REQUIREMENT » Reproduce every one of the entries below word for word, omitting the pictures.

────────────────────────────────────────

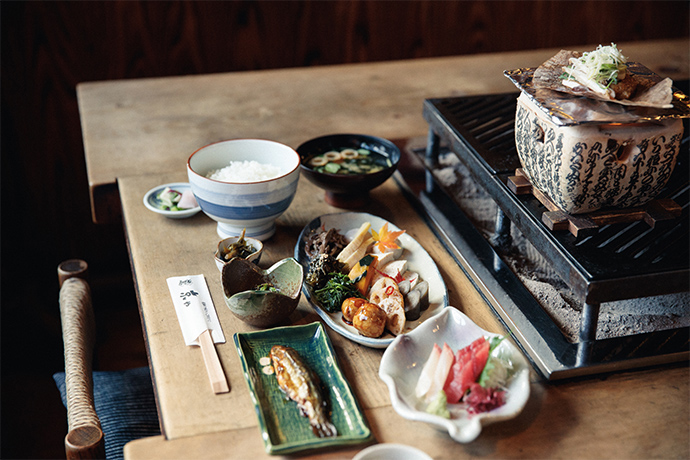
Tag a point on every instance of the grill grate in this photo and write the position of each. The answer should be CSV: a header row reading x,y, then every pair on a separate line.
x,y
616,262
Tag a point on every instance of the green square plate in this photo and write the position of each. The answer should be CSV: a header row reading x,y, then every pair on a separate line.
x,y
283,428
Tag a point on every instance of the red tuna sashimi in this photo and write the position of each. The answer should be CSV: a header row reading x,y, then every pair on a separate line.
x,y
468,366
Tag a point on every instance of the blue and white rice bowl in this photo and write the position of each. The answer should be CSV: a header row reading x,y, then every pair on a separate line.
x,y
253,206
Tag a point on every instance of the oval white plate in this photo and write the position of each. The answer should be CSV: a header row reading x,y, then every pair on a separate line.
x,y
152,202
402,363
418,261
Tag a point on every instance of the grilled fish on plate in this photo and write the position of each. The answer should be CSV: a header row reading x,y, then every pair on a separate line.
x,y
301,385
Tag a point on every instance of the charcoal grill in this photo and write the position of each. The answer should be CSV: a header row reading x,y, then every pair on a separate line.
x,y
614,262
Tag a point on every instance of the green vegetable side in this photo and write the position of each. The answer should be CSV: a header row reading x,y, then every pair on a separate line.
x,y
338,288
169,199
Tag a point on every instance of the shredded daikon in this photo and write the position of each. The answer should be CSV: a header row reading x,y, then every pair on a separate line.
x,y
597,69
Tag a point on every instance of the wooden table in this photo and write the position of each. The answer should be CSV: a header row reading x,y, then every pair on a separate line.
x,y
149,126
138,134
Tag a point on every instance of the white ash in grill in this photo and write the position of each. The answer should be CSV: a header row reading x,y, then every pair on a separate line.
x,y
616,319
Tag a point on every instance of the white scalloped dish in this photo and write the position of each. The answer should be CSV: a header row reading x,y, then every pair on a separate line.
x,y
403,360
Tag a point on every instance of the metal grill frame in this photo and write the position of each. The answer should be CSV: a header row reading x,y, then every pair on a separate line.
x,y
484,142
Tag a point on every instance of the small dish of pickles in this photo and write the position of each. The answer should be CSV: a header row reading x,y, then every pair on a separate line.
x,y
238,246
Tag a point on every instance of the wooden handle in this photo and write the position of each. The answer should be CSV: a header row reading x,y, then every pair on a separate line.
x,y
219,383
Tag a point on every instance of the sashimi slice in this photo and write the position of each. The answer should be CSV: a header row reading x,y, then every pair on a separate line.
x,y
481,356
428,371
453,386
469,363
445,362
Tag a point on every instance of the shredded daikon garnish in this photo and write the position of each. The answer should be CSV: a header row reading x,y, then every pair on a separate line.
x,y
597,69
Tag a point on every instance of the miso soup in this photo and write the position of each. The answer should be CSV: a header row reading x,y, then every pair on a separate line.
x,y
350,161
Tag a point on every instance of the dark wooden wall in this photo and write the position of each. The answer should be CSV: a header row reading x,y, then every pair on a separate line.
x,y
49,47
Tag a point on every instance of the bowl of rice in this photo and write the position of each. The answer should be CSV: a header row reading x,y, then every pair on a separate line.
x,y
244,184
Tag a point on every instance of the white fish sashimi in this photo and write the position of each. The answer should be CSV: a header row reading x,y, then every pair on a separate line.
x,y
428,371
445,361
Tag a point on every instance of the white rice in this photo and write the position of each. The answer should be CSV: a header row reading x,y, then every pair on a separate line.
x,y
245,171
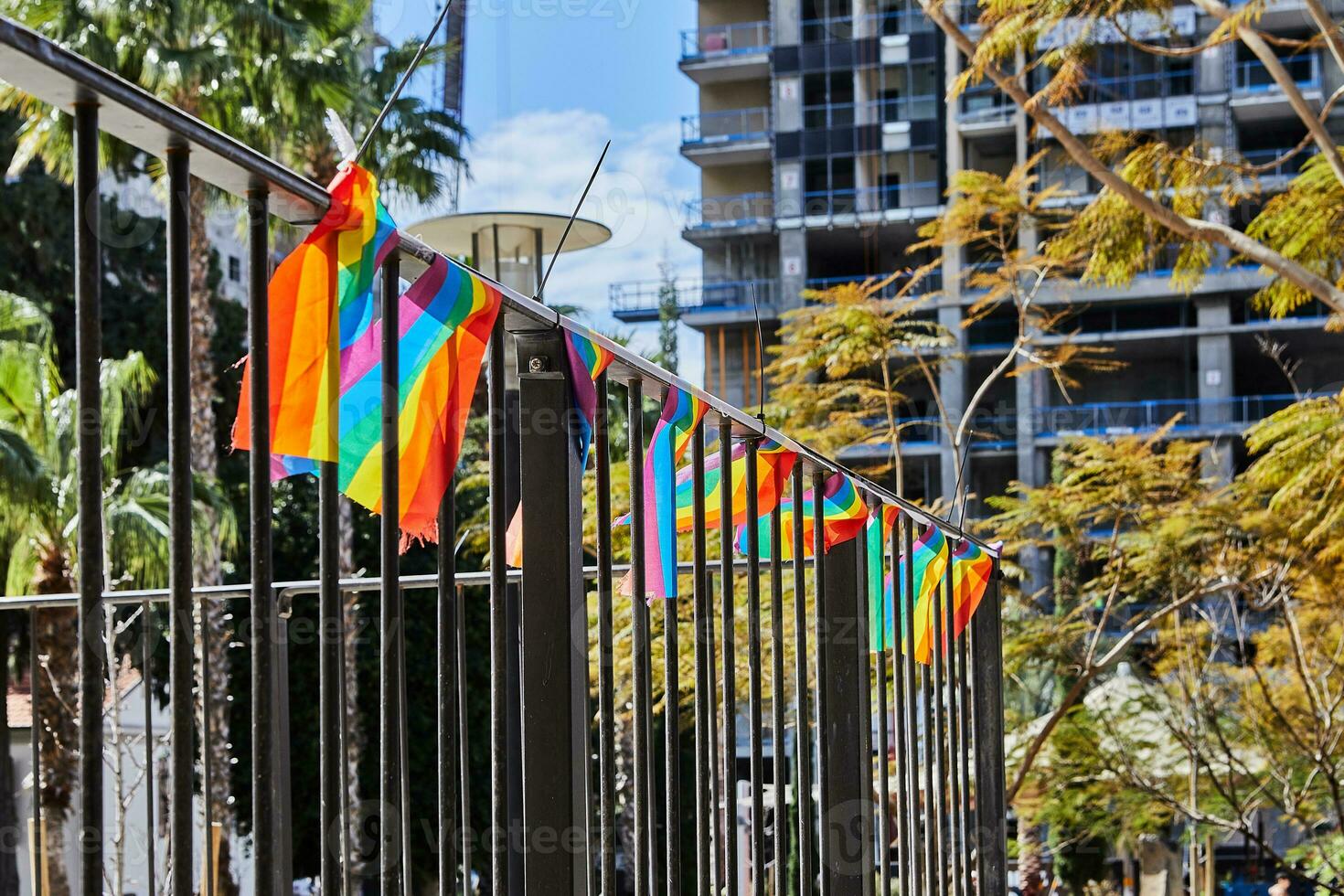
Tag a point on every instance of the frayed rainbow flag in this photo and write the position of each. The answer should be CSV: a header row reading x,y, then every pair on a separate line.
x,y
682,412
843,518
320,304
588,360
445,323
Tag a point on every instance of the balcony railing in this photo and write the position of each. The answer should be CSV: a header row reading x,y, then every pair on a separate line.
x,y
1124,418
871,199
874,112
531,646
638,301
880,25
742,209
717,128
711,42
928,283
1252,77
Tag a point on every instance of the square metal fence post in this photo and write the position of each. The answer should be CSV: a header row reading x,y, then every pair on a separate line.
x,y
554,624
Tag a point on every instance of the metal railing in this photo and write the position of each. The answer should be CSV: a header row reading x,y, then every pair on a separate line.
x,y
741,37
552,677
1253,77
871,199
1124,418
743,209
720,128
634,301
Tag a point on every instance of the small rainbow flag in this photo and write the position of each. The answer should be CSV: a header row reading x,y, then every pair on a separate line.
x,y
930,563
843,518
682,412
877,540
588,360
971,571
320,304
774,464
445,323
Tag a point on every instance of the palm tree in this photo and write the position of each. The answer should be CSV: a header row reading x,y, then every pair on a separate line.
x,y
39,520
263,73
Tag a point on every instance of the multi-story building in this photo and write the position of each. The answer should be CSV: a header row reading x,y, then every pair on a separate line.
x,y
824,140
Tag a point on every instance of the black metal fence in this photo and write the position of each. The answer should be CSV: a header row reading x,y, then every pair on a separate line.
x,y
918,812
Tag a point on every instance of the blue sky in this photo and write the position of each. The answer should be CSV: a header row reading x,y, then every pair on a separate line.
x,y
548,83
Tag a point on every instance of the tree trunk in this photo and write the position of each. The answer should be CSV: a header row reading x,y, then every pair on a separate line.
x,y
1029,858
206,563
58,681
8,812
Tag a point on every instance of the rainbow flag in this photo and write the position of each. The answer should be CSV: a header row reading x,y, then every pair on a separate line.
x,y
320,304
843,517
971,571
588,360
930,563
682,412
774,465
877,540
445,323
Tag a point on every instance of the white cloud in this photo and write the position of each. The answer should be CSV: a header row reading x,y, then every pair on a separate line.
x,y
540,162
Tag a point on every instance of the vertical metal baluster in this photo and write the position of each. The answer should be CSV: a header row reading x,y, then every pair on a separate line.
x,y
818,563
883,746
803,731
260,602
864,655
499,621
606,655
208,784
777,699
898,710
35,752
638,641
953,683
730,686
671,744
146,653
446,637
464,764
940,733
964,723
703,706
920,727
390,592
715,767
754,672
89,448
179,513
331,660
991,816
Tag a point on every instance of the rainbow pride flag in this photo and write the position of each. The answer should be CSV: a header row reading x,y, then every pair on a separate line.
x,y
588,360
929,557
878,528
843,517
774,465
682,412
445,323
971,571
320,305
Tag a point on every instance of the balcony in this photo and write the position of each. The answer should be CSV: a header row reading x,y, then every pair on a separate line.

────────────────────────────────────────

FULL OUTPUT »
Tag a point on every instance of the grill grate in this photo and write the position of each. The answer should be CSV: a header row reading x,y, then every pair on a separate line.
x,y
616,262
Tag a point on every instance of the green square plate in this photo and write the position of each. The answer should be CSV: a header row reading x,y, then every pair on a separate line.
x,y
283,428
Tag a point on every instance of the red tuna sashimi in this photo and write the position of each. The answer should be CSV: a header row reading x,y, then every pair on a separate line.
x,y
468,366
Tag a point on every instance of the blue and white rice bowl in this photo and write the position of each. The answer should be CSV: a header row reading x,y, then every pair on a separate line.
x,y
253,206
Tag a point on every instance of the oval white plate in this photo and write the position of each. The answer should be CSV: a header row reading x,y, then every pair on a separate line.
x,y
152,202
402,363
418,261
Tag a point on every instance of the grilled fish on plate in this photo and write the position of each. The answer should be CSV: a header row reading x,y, then every pair on a separate line.
x,y
301,385
Tag a point on every instance of the charcoal grill in this photo and write the position of each. The answer should be CSV: a header row reading x,y, then every pair on a separate line.
x,y
614,262
Tag a point on every instance of the green vegetable side in this photo and write the position of each. The answer should be CSV: a header row reading x,y, then every pair on a separate line.
x,y
338,288
169,199
Tag a point on every instance of the shredded daikon in this photo and write the position of each. The answer should be CSV: a header row reading x,y, then every pair on a separate line.
x,y
597,69
Tag a point on every instance of the wooden table in this photo and write the position of each. The answer should be CSV: a header row reading x,y, then every pair on a separate line.
x,y
149,126
138,134
Tag a point on every instance of the white ash in grill in this photo and write the position of each. The answer should be CSV: a header row reading x,y, then every pair on a separate line.
x,y
616,319
Tag a point on every instance of the white scalloped dish in this photo and write the position of each. The answer should be CSV: a header row reading x,y, then every pair on a separate line.
x,y
403,360
Tag a point on every instance of the metal grill frame in this photo and write the position of each. The answer should be CSV: a header row reading x,y, then every pair on a separate line.
x,y
484,142
Tag a point on every instance of the small dish of pickles in this photo and write the position of each. The answer should be CSV: a header row reading x,y, then every pair on a separate line.
x,y
238,246
Tag a point on every instance of the wooden handle in this photo and write the position of each. The answer should be CSV: a header row reading x,y, then every pair on a separate line.
x,y
219,383
Tag a point on every instance of the sashimi slice in this photo and write the position of each. The answer should be CSV: a header row reading x,y, then every pair on a separate line.
x,y
481,356
428,371
453,386
469,363
445,362
Tag a point on every instance of the shredded daikon garnish in this photo and write the position of each. The answer should be CSV: a header row reading x,y, then every pair on a separate line.
x,y
597,69
Tag a point on every instance of the miso soup in this photo and write the position of each. The answer should be CSV: a header row reading x,y, then every pair on a separate line.
x,y
350,161
Tag a point on every instance of the dark wooden wall in this photo and write the position of each. The answer should be CSV: a header row reading x,y, then every pair on a separate line.
x,y
49,47
Tag a point on every instance of the bowl of rice in this photo and write the position of each. The answer should be CSV: a header row reading x,y, then every pair on a separate line.
x,y
244,184
Tag a point on every instance of the white fish sashimi in this photo and write the position of each. The answer should be CSV: a header row reading x,y, then every pair on a separate line.
x,y
428,371
445,361
Tag a point on every instance of the white rice in this photo and write the position of each. The answer should be CSV: a header row reading x,y, then every pair on a separate line.
x,y
245,171
Tag a point on every instance of the frayed rainbow flag in this photo and write the position of each. The answer should be CSV: a header row reading x,y, then every pair on a separate line.
x,y
682,412
843,518
320,304
588,360
445,323
Tag a point on every instance of the balcony railing in this photo and write the position of each. The answer should be CSV: a header row reading x,y, then every pair on a separate line.
x,y
1124,418
871,199
874,112
531,646
638,301
880,25
742,209
717,128
711,42
928,283
1252,77
Tag a point on every instance of the square metal fence post in this photo and write the position of each. The answer should be CSV: a header row reading x,y, then every pair on a separate line.
x,y
554,624
Tag a point on every instance of the metal railing in this photo and write the position of each. The answer should be CSV: a header row reading x,y, then every pair on a separate line.
x,y
741,37
552,677
1253,77
871,199
1124,418
743,209
720,128
634,301
Tag a point on every instance of the small rainbow flag in this photo and write the position of each. The answer should be CSV: a header row reading x,y, then every pair on a separate line.
x,y
930,563
843,518
682,412
877,540
588,360
971,571
320,304
774,464
445,323
Tag a point on every instance of the palm tree in this photo and write the position of each. The answer should be CSV: a header row reading x,y, then every pair on a separate line.
x,y
39,520
263,73
Tag a point on every instance of the multi-story building in this photo and write the position of each. The answer should be CSV: a header row reading x,y, then every pair on a separate line.
x,y
824,140
Tag a point on every instance of the black metal fence in this photo and write the position of each. The answer should be CSV: a header row reading x,y, then every pair on a separate line.
x,y
918,812
Tag a point on every instance of the blue sky in this photo and write the position of each. The answer should be CSV: a header row reading x,y, then every pair on a separate line.
x,y
548,83
Tag a point on every instance of the tree trunk in this photo and write the position of each. The answer should be CSV: a header row reading x,y, then every pair on a separate line.
x,y
1029,858
206,563
58,681
8,812
Tag a point on every instance of the rainbow flag in this photo and write the position of each. The answer should be CSV: a header row reading x,y, then every pair on a separate line.
x,y
320,304
843,517
971,571
588,360
930,563
682,412
774,465
877,540
445,323
Tag a point on every instance of the white cloud in this photo and write the position of each. The answer should be CSV: a header row reading x,y, then every pair on a separate line.
x,y
540,162
Tag a point on every instance of the vertical metal baluster in this photo and write the position of each. The answer should be CSV: a header row reading x,y, then every pair on a separate line.
x,y
818,563
883,746
803,731
260,602
864,655
499,621
606,655
208,784
777,699
898,710
35,752
638,641
953,683
730,686
671,744
146,653
446,637
464,764
940,733
964,723
703,706
920,727
390,592
715,767
754,672
89,448
179,513
331,660
991,816
Tag a point on every instance of the rainbow pride flag in this photo and write the position of each. The answer should be CSV: a header row reading x,y, then every pair on a separate line.
x,y
588,360
929,557
878,528
843,517
774,465
682,412
445,323
971,571
320,305
Tag a point on every instance of the balcony in this photo and write the position of each. The answer should be CSV: a header row reading x,y, then every pair on a separate line.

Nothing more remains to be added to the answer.